- _What the exercise asks_:
Write out the entries, please, from the line containing "Spot the short" through their final line, exactly and with nothing else.

Saved entries:
========
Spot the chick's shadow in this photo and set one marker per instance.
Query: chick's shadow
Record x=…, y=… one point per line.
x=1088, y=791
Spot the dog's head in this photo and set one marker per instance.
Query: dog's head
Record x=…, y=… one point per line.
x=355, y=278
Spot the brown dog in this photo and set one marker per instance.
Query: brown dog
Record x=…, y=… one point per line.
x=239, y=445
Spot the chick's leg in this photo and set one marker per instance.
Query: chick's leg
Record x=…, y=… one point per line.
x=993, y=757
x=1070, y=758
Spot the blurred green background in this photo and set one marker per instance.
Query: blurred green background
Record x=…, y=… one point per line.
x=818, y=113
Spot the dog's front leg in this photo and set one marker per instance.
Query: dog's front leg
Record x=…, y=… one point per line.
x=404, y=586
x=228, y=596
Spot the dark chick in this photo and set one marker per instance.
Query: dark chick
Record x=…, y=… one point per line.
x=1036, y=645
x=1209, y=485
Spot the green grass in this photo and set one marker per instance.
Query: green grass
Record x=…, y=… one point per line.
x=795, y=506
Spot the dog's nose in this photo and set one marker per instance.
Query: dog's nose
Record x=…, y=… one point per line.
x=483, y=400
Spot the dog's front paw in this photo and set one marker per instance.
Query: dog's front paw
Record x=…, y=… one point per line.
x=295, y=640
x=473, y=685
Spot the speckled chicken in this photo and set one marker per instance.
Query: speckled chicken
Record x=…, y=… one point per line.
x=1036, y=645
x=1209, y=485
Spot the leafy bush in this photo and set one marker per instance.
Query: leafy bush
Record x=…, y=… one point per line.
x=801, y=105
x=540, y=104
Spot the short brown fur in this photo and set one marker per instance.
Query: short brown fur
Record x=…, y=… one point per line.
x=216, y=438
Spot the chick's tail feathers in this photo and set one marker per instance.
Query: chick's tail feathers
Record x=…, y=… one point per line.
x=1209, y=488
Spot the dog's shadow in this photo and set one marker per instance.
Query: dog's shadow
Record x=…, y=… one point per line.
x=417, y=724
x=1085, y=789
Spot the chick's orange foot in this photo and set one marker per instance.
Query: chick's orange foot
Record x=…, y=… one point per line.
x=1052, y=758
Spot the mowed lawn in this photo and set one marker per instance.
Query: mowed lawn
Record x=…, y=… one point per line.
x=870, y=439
========
- _Answer_:
Spot the short brown fur in this photo and set one marker per instance.
Query: short brown fur
Record x=…, y=… one point per line.
x=216, y=438
Spot the chick's tail feathers in this photo and set one marker per instance.
Query: chick's tail feathers
Record x=…, y=… one point per line.
x=1209, y=488
Spot the dog's shadow in this photo and set one marker per instance.
Query: dog's shadow
Record x=…, y=… one point per line.
x=417, y=724
x=1085, y=789
Spot the chick's orange foot in this photo and set one marker per instance.
Query: chick's orange foot
Record x=…, y=… one point per line.
x=1052, y=758
Spot the mowed lawn in this photo and set one marker per instance.
Query: mowed lawn
Record x=…, y=… one point per line.
x=870, y=439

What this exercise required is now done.